_Material_:
----------------------------------------
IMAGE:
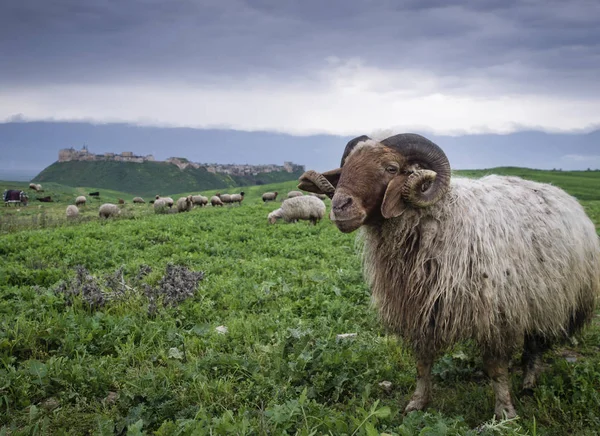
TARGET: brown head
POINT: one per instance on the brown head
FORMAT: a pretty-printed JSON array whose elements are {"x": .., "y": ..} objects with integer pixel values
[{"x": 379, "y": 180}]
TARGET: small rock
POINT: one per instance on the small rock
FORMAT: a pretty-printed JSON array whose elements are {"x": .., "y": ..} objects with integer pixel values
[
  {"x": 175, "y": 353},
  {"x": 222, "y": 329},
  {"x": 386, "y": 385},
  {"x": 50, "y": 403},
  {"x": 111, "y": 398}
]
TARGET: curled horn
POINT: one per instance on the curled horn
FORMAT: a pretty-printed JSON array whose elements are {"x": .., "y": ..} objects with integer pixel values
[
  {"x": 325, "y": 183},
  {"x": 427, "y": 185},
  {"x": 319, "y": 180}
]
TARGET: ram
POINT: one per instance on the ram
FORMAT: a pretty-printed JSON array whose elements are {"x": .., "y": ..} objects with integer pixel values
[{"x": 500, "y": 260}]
----------------------------------------
_Task to complete_: Please quote the listing above word for word, from the line with "TARGET: curled horn" through its last line.

_Reply_:
TARGET: curled horn
POINT: one per instance on the curled horn
FORMAT: a pretty-printed JSON array whose elements are {"x": .., "y": ..} objects with integer pixel values
[
  {"x": 325, "y": 183},
  {"x": 427, "y": 185},
  {"x": 319, "y": 180}
]
TARGET: ram
POINT: one per instance on the ram
FORMAT: a pretty-printed JSON array whose elements are {"x": .., "y": ..} objects with integer pixel values
[{"x": 500, "y": 260}]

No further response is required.